■ INFORMATION PROVIDED:
————————

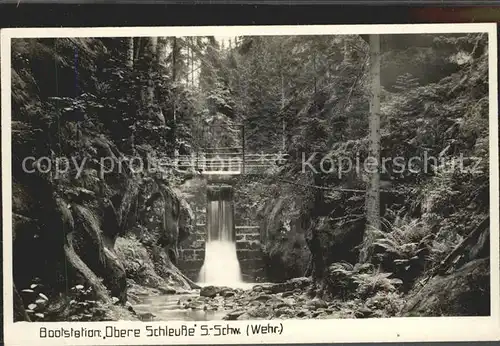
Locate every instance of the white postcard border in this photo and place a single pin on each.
(293, 331)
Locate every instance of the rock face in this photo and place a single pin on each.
(459, 294)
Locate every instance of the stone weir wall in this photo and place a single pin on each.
(192, 253)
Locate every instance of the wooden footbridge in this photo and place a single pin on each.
(229, 160)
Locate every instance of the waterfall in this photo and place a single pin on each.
(221, 266)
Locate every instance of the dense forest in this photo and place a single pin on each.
(339, 241)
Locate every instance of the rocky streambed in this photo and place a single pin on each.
(293, 299)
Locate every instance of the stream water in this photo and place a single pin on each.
(168, 308)
(220, 268)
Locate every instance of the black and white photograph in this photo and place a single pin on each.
(219, 183)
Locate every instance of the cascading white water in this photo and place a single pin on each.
(221, 266)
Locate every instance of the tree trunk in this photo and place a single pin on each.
(174, 80)
(373, 192)
(130, 53)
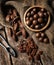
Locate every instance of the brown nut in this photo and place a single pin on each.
(10, 31)
(41, 39)
(14, 13)
(37, 57)
(31, 18)
(27, 18)
(33, 53)
(37, 26)
(42, 9)
(34, 22)
(23, 33)
(37, 35)
(32, 12)
(40, 14)
(42, 34)
(34, 9)
(28, 14)
(35, 16)
(28, 22)
(46, 40)
(30, 57)
(32, 26)
(40, 20)
(40, 52)
(7, 18)
(15, 26)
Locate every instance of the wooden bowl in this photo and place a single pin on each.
(36, 30)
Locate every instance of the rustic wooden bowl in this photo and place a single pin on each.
(38, 30)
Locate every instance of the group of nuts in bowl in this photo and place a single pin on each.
(35, 19)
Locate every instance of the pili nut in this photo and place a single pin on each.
(37, 35)
(35, 46)
(35, 16)
(23, 33)
(28, 14)
(15, 37)
(34, 9)
(14, 12)
(42, 9)
(40, 20)
(28, 50)
(34, 22)
(33, 53)
(32, 45)
(15, 26)
(37, 57)
(28, 22)
(31, 18)
(40, 14)
(30, 58)
(40, 52)
(32, 12)
(10, 32)
(46, 40)
(41, 39)
(42, 34)
(21, 25)
(27, 18)
(7, 18)
(19, 33)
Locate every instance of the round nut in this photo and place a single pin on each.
(27, 18)
(37, 35)
(32, 12)
(28, 14)
(7, 18)
(34, 9)
(42, 34)
(40, 14)
(46, 40)
(32, 26)
(34, 22)
(40, 39)
(31, 18)
(42, 9)
(36, 26)
(40, 20)
(28, 22)
(35, 16)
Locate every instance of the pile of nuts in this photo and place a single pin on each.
(42, 37)
(14, 19)
(36, 18)
(28, 46)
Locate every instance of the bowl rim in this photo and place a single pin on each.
(38, 30)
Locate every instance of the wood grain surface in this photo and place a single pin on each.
(22, 59)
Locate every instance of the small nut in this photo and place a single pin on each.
(42, 34)
(41, 39)
(37, 26)
(40, 20)
(37, 35)
(31, 18)
(34, 9)
(28, 14)
(35, 16)
(40, 14)
(34, 22)
(46, 40)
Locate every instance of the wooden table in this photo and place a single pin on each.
(22, 58)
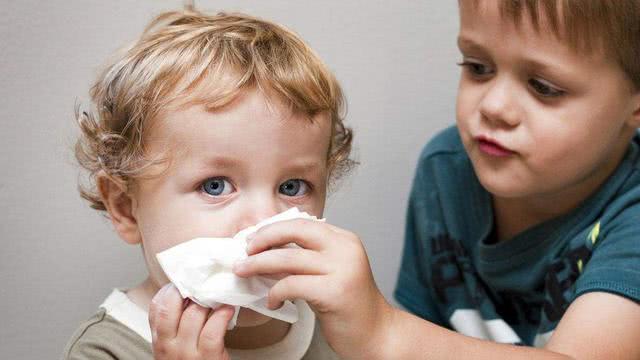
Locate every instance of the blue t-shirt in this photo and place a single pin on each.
(515, 291)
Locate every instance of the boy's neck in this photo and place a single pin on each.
(251, 337)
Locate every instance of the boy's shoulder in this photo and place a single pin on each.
(103, 337)
(445, 142)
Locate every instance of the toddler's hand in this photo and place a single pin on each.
(331, 272)
(182, 329)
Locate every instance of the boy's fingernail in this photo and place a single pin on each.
(157, 299)
(239, 265)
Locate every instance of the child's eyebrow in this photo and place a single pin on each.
(221, 162)
(468, 44)
(305, 167)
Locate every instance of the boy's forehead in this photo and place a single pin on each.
(250, 122)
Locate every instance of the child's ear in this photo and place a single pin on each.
(120, 206)
(635, 116)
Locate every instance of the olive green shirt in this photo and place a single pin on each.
(119, 330)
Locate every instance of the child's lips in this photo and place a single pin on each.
(492, 147)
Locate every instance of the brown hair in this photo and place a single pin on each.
(191, 57)
(588, 25)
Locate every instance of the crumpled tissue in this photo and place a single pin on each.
(201, 269)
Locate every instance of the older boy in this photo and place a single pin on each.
(523, 223)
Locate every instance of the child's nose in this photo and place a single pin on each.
(499, 104)
(257, 209)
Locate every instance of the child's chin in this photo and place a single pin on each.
(249, 318)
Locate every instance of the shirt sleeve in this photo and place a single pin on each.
(413, 288)
(614, 265)
(104, 338)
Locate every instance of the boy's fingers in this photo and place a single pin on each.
(191, 323)
(211, 340)
(295, 287)
(305, 233)
(164, 312)
(282, 261)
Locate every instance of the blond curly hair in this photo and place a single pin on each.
(191, 58)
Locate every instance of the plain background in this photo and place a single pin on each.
(59, 259)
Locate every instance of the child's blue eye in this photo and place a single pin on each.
(217, 186)
(476, 68)
(294, 187)
(544, 89)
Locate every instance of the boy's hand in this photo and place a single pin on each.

————————

■ TASK DIRECTIONS: Only the records themselves, retyped exactly, belong in the answer; please leave all images behind.

■ SOLUTION BELOW:
Locate every instance of the white postcard border in this photo and place a single pin on each.
(293, 331)
Locate every instance of the rock face in this photo and place a single pin on each.
(459, 294)
Locate every instance of the stone weir wall in this photo and place a single pin on each.
(192, 253)
Locate every instance of the wooden footbridge in this photo and place a single pin on each.
(229, 160)
Locate every instance of the waterfall in this photo and place a single pin on each.
(221, 266)
Locate every instance of the dense forest in this photo and place a single pin on each.
(339, 241)
Locate every instance of the rocky streambed in this photo and place a single pin on each.
(293, 299)
Locate every instance of the stream water in this photo and place a single pin on each.
(168, 308)
(220, 268)
Locate every instance of the black and white photograph in this photo and place a single pin on each.
(219, 183)
Locate every instance of the cascading white water in this photo and place a single pin on each.
(221, 266)
Locate every instance of the tree trunk in this photo and place a single pin on each.
(174, 80)
(373, 192)
(130, 53)
Locate every instance of the brown nut in this photo and place a single pin on each.
(10, 31)
(41, 39)
(14, 13)
(37, 57)
(31, 18)
(27, 18)
(33, 53)
(37, 26)
(42, 9)
(34, 22)
(23, 33)
(37, 35)
(32, 12)
(40, 14)
(42, 34)
(34, 9)
(28, 14)
(35, 16)
(28, 22)
(46, 40)
(30, 57)
(32, 26)
(40, 20)
(40, 52)
(7, 18)
(15, 26)
Locate every instance of the wooden bowl in this photo and place a single pin on each.
(36, 30)
Locate every instance of the rustic wooden bowl in this photo and place a single pin on each.
(38, 30)
Locate every instance of the group of nuts in bowl in this photo and place a single pin on each.
(35, 19)
Locate every instance of the pili nut in this photo and place a single pin on each.
(37, 35)
(35, 46)
(35, 16)
(23, 33)
(28, 14)
(15, 37)
(34, 9)
(14, 12)
(42, 9)
(40, 20)
(28, 50)
(34, 22)
(33, 53)
(32, 45)
(15, 26)
(37, 57)
(28, 22)
(31, 18)
(40, 14)
(30, 58)
(40, 52)
(32, 12)
(10, 32)
(46, 40)
(41, 39)
(42, 34)
(21, 25)
(27, 18)
(7, 18)
(19, 33)
Locate every instance of the round nut in this photo and place a single pin on each.
(27, 18)
(37, 35)
(32, 12)
(28, 14)
(7, 18)
(34, 9)
(42, 34)
(40, 14)
(46, 40)
(32, 26)
(34, 22)
(40, 39)
(31, 18)
(42, 9)
(36, 26)
(40, 20)
(28, 22)
(35, 16)
Locate every instance of the pile of nuts in this photo and place a single pin on each.
(42, 37)
(14, 19)
(36, 18)
(28, 46)
Locate every instance of the bowl rim in this photo and place a single pin on each.
(38, 30)
Locate every instance of the wood grain surface in this photo and place a single pin on each.
(22, 59)
Locate every instance of the small nut in this photo and place a single pin on each.
(42, 34)
(41, 39)
(37, 26)
(40, 20)
(37, 35)
(31, 18)
(34, 9)
(28, 14)
(35, 16)
(40, 14)
(34, 22)
(46, 40)
Locate every instance of the wooden table in this photo and place a single pin on each.
(22, 58)
Locate every instance of the blue t-shirt in this photo and place a single pin on each.
(515, 291)
Locate every instance of the boy's neck in this photo and place a single pin on each.
(251, 337)
Locate every instance of the boy's shoulder in this photo and place a single pin on each.
(103, 337)
(445, 142)
Locate every instance of the toddler's hand in this photo and place a single pin on each.
(331, 272)
(182, 329)
Locate every instance of the boy's fingernail in this photo and place a single pin on each.
(157, 299)
(239, 265)
Locate every instance of the child's eyebrow in this photo and place a single pin on each.
(221, 162)
(468, 44)
(305, 167)
Locate every instance of the boy's forehead in this photo and place a single pin on each.
(250, 122)
Locate every instance of the child's ear in this photo and place a single pin on each.
(120, 206)
(635, 116)
Locate every instance of the olive green shirt in this photo and place a single pin on each.
(119, 330)
Locate every instance of the child's lips in this photo and place a single pin on each.
(492, 147)
Locate every instance of the brown hair in this photo and place a single pin on each.
(191, 57)
(588, 25)
Locate every instance of the crumpled tissue in this photo and place a single pin on each.
(201, 269)
Locate every instance of the older boy in this photo and place a single pin on each.
(523, 223)
Locate every instance of the child's nose in this photo and place a single pin on each.
(499, 104)
(257, 209)
Locate every instance of the child's chin in this photo and place a single pin on each.
(249, 318)
Locate every instance of the shirt sleeve in this photo and place a single pin on each.
(413, 288)
(614, 265)
(104, 338)
Locate every instance of the boy's fingers in this photo and place a single pin on each.
(191, 323)
(211, 340)
(295, 287)
(305, 233)
(164, 312)
(282, 261)
Locate every instance of the blond curly hair in this photo and place a single pin on each.
(191, 58)
Locate every instance of the plain background in this photo and place a single pin on each.
(59, 259)
Locate every instance of the child's blue eye in this photo and place a single pin on each.
(217, 186)
(476, 68)
(294, 187)
(544, 89)
Locate every instance of the boy's hand in this photo and place a single pin on each.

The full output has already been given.